Repeat the guppy article starting at "To solve the" and ending at "a solitary female.", and swap "researchers" for "scientists".

• **SELECTED PASSAGE**
────────────────────
Even with no males present, release of a single female pet fish into the wild can generate entire new populations. The guppy's prolific reproduction abilities have earned it the reputation as one of the world's most invasive fish.
A joint study conducted by biologists at Scotland's St Andrews University and West Indies University experts has revealed that an entire population of guppies can be generated by the release of a single female fish. Biologists have confirmed the two primary means for the fish ending up in wild are the escape of ornamental fish and deliberate introductions designed to control mosquito larvae that spread malaria.
In places such as Southern India, guppies are routinely released into water troughs, wells and small ponds to control mosquito populations. Although initially self-contained, heavy rains and flooding enable the fish to eventually find their way into streams and rivers, where they come into contact with native fish.
According to Dr Amy Deacon, lead researcher at St Andrews University, "We know that the vast majority of species introduced to a new habitat in this way are unable to survive, let alone establish a population, which left us with a huge question mark."
To solve the mystery, the researchers conducted an experiment where single wild female guppies were put into outdoor tanks. After two years, it was discovered that nearly all of the tanks contained populations of guppy populations, each founded by a solitary female.
────────────────────
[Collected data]
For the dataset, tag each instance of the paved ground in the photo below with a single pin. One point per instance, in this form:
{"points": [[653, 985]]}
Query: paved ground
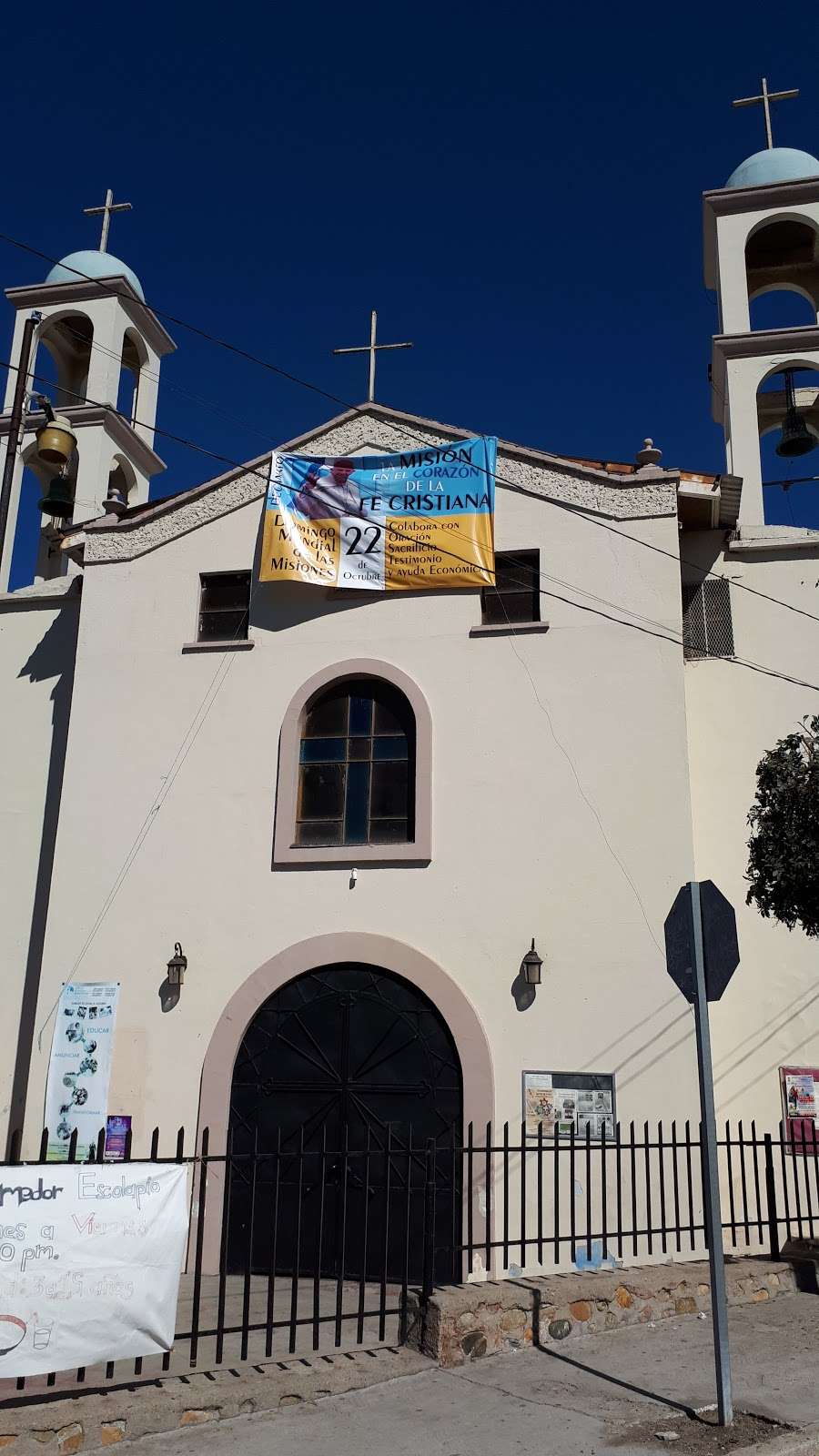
{"points": [[569, 1404]]}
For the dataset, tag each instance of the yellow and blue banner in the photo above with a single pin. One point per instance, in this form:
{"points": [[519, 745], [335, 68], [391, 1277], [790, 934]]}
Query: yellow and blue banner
{"points": [[423, 519]]}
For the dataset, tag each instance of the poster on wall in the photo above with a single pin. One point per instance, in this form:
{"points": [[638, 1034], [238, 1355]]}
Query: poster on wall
{"points": [[570, 1103], [116, 1132], [410, 521], [89, 1264], [800, 1106], [79, 1069]]}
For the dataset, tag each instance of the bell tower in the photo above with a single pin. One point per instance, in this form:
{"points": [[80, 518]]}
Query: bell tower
{"points": [[761, 235], [96, 356]]}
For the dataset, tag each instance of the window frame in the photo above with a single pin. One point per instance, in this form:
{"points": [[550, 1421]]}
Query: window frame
{"points": [[213, 612], [286, 852], [358, 753], [528, 557], [695, 604]]}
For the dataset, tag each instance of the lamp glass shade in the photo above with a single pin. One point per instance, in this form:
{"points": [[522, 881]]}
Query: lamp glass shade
────────────────────
• **ANSWER SPACE**
To solve the mystery, the scientists conducted an experiment where single wild female guppies were put into outdoor tanks. After two years, it was discovered that nearly all of the tanks contained populations of guppy populations, each founded by a solitary female.